→ PROBLEM STATEMENT
Reproduce, unchanged, everything from the line containing "Give the outline of every instance of the **trouser" down to the final line below.

......

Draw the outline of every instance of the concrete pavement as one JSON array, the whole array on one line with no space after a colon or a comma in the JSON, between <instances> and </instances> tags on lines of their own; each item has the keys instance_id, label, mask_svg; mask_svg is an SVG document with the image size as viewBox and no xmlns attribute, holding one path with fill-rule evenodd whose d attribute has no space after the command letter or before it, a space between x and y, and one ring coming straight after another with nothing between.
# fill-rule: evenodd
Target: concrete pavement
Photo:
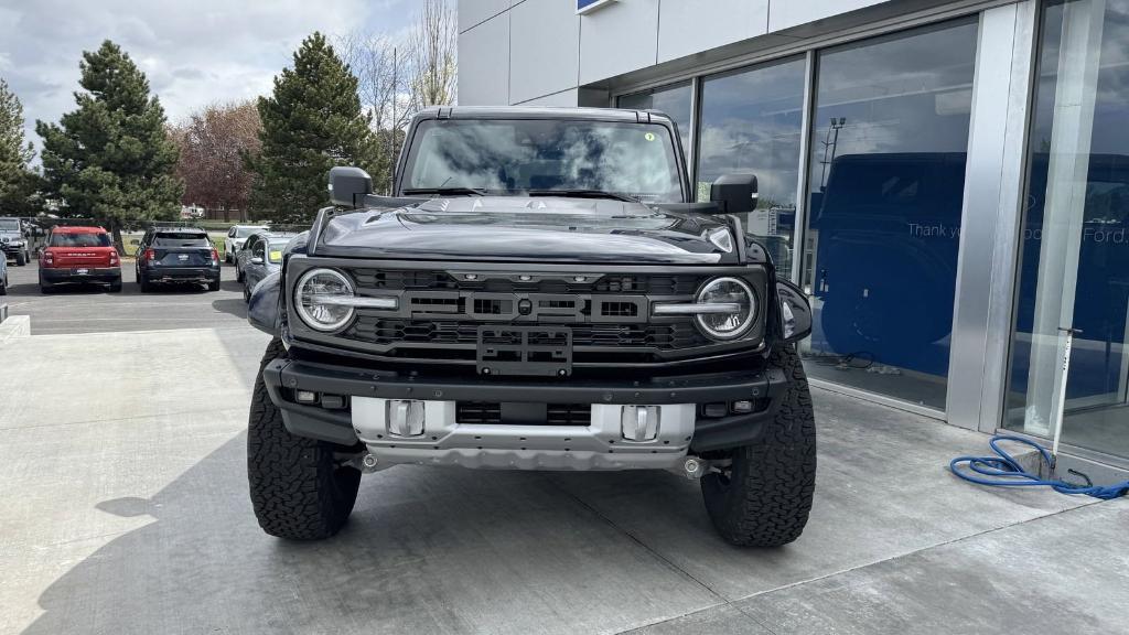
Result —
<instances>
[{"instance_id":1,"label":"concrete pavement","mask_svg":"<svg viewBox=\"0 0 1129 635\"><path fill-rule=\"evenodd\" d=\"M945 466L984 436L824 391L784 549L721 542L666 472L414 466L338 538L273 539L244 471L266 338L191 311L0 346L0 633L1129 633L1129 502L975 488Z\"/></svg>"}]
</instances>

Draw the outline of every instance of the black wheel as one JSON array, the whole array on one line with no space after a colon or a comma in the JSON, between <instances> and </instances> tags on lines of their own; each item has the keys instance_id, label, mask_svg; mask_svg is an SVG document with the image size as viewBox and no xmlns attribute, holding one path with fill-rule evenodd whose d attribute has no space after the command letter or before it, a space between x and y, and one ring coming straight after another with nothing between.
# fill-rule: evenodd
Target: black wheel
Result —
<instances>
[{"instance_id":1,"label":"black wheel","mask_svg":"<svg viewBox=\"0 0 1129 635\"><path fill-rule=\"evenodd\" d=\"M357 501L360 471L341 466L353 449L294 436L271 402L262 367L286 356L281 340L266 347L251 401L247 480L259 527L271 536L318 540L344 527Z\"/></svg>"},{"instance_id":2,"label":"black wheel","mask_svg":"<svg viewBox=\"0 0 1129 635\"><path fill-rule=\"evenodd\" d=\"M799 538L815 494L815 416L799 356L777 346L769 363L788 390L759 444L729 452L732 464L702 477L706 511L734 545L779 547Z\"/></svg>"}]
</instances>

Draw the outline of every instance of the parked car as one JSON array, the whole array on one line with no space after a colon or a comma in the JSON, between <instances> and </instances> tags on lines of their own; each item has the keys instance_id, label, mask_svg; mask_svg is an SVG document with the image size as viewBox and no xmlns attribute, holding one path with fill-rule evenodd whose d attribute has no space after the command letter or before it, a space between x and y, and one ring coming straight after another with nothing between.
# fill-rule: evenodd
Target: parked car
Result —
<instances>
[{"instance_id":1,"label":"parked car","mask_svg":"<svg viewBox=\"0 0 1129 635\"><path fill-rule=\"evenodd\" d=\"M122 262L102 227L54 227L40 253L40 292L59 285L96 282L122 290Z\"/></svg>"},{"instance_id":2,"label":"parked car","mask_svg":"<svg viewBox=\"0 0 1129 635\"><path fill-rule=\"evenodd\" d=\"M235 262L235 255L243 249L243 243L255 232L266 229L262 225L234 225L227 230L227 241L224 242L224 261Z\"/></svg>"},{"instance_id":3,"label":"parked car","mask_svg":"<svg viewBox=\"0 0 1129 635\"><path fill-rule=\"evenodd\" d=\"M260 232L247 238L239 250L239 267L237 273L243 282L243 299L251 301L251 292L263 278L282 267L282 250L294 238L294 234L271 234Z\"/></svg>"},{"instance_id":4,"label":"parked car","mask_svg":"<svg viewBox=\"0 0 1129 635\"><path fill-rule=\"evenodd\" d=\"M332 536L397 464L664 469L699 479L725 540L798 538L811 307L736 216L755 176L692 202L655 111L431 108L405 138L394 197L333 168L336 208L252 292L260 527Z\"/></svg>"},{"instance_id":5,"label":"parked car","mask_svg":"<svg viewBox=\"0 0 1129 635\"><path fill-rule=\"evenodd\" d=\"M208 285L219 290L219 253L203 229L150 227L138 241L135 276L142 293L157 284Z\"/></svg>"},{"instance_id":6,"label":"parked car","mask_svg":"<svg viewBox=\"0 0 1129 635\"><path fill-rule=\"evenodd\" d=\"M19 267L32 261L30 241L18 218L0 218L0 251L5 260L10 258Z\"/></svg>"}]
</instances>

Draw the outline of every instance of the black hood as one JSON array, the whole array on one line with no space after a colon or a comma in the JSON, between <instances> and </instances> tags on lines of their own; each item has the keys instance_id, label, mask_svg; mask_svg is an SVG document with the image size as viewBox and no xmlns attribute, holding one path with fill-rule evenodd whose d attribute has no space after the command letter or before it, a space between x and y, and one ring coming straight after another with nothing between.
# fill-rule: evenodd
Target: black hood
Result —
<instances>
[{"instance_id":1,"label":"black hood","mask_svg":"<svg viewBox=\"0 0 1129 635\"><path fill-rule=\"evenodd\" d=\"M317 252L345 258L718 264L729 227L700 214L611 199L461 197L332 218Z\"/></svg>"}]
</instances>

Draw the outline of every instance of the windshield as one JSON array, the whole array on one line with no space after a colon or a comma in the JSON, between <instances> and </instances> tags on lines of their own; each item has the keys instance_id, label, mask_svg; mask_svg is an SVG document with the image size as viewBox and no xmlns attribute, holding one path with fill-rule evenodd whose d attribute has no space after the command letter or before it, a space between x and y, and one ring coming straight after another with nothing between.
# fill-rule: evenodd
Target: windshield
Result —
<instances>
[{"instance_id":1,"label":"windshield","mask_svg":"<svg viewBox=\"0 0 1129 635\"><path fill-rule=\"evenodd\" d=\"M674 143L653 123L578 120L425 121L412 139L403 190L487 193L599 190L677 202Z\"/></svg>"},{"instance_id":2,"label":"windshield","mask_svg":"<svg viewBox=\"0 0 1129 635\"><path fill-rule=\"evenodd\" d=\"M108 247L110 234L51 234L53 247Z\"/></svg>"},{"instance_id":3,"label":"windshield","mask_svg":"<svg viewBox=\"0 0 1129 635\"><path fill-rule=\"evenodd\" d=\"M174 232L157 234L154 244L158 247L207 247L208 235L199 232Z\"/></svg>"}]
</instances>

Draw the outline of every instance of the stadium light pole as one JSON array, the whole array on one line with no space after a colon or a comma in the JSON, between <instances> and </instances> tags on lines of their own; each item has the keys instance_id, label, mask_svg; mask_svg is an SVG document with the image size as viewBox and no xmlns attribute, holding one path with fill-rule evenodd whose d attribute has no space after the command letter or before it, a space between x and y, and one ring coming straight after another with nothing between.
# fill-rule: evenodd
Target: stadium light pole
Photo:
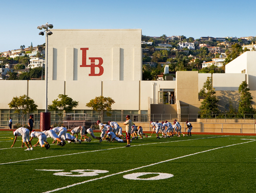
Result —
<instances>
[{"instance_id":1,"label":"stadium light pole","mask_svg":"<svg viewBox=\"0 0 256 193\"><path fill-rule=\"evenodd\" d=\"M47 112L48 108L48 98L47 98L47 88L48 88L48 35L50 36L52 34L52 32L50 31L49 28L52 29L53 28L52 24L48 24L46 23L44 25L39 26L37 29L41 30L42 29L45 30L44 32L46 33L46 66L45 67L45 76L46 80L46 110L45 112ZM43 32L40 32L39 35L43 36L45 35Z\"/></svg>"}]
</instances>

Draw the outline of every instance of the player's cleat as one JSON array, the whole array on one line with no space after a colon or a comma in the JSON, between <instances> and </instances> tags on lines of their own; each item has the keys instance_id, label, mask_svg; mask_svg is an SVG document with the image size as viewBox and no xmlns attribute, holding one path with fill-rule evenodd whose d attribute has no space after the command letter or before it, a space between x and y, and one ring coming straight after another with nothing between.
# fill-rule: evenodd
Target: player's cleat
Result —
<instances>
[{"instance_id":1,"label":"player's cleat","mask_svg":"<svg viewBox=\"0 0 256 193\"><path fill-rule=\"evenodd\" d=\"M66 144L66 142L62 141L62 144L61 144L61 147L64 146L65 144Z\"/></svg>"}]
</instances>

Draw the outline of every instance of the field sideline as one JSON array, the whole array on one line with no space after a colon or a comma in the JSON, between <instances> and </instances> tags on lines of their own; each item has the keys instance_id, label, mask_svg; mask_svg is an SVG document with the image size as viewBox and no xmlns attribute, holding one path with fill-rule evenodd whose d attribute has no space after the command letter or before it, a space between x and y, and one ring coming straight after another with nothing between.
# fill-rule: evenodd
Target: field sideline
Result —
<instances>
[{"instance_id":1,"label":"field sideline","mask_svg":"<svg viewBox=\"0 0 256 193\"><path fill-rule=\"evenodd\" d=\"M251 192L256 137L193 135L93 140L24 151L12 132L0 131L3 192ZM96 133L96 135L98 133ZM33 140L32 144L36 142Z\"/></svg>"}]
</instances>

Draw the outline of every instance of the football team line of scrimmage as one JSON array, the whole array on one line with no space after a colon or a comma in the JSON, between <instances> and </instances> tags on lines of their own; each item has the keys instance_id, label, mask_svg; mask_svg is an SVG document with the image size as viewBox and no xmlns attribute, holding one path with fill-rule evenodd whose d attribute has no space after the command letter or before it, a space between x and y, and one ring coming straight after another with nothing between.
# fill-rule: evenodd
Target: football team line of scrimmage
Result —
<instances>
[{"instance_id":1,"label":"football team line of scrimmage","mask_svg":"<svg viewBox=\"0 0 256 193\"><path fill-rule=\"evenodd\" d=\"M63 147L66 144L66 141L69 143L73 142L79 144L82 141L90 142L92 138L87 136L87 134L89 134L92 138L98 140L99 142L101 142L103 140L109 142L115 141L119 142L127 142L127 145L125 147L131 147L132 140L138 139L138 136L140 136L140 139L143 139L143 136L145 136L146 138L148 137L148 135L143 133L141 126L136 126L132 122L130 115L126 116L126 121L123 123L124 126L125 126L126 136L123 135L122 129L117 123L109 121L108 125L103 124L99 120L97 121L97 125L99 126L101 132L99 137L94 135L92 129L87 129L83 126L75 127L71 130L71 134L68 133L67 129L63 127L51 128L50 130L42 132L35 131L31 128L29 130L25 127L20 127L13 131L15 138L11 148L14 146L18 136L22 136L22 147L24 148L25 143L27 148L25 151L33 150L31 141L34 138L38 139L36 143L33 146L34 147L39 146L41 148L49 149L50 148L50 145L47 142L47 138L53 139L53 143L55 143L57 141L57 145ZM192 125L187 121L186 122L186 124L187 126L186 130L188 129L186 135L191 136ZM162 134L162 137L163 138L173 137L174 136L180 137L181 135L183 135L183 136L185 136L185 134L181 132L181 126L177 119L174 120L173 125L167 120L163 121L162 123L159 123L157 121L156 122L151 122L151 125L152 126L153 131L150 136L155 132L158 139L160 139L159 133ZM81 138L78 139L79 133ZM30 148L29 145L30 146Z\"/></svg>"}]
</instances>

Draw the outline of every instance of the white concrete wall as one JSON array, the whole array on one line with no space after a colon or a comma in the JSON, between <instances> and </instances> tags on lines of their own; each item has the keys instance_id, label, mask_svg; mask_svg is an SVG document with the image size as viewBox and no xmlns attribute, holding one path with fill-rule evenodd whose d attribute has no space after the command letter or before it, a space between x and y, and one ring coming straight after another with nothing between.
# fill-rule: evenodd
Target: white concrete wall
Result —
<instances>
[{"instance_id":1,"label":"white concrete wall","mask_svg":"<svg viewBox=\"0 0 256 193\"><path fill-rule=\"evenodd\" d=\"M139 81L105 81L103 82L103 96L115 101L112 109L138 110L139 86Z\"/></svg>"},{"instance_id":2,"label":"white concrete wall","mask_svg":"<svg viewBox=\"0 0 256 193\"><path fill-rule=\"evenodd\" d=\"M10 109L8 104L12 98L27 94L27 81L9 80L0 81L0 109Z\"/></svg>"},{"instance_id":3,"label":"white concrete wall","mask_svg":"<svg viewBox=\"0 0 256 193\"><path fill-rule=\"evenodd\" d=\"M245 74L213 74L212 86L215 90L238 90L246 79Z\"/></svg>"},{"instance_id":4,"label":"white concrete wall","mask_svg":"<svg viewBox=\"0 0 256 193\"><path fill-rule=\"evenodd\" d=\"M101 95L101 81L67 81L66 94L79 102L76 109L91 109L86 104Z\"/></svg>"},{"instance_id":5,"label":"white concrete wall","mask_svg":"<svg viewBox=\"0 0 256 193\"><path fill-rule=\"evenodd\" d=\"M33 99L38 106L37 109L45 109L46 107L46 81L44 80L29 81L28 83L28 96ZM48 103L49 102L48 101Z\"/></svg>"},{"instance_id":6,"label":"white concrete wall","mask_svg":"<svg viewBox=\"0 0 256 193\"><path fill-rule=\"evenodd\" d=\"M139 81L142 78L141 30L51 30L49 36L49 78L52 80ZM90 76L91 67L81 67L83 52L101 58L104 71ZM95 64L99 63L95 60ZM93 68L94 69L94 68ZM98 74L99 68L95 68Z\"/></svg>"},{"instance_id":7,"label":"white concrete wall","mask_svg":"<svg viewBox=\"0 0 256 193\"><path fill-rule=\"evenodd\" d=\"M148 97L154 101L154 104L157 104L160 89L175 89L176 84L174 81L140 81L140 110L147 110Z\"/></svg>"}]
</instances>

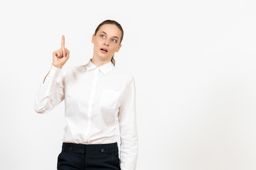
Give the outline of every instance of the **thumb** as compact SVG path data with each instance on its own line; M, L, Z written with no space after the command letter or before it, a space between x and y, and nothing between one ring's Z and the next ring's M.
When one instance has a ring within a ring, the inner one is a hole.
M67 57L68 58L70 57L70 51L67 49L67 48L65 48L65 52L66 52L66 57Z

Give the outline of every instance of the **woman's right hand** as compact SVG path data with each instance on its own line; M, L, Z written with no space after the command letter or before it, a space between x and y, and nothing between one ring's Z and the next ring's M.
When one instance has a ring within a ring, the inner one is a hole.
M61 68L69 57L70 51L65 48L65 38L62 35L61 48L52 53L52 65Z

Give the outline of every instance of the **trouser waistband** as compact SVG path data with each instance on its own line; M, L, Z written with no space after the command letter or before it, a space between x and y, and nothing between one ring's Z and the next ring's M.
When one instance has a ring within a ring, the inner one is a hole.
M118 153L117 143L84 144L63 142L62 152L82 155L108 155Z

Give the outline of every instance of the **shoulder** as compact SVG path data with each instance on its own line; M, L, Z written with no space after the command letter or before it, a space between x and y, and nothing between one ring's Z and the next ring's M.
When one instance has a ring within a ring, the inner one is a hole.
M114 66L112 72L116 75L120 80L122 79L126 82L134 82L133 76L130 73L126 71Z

......

→ ANSWER FOR THE TASK
Give the outline of every instance of the **trouser waistband** as compact SVG path data with each instance on its own line; M, L, Z written with no space after the command letter or before it, a space between x and y, and nothing between one ring's Z and the next ring's M.
When one instance has a ring within a ring, the inner one is a hole.
M118 153L117 143L84 144L63 142L62 152L82 155L108 155Z

Give the outline of every instance of the **shoulder** as compact SVG path data with each instance on its own line; M, L, Z written with no space after the command letter or before it, a space between x and y, and nothing between one ring's Z and the next ring's M.
When one instance has a ring within a ring, the inner one is a hole.
M114 66L112 72L116 75L120 80L122 79L126 82L134 82L133 76L130 73L126 71Z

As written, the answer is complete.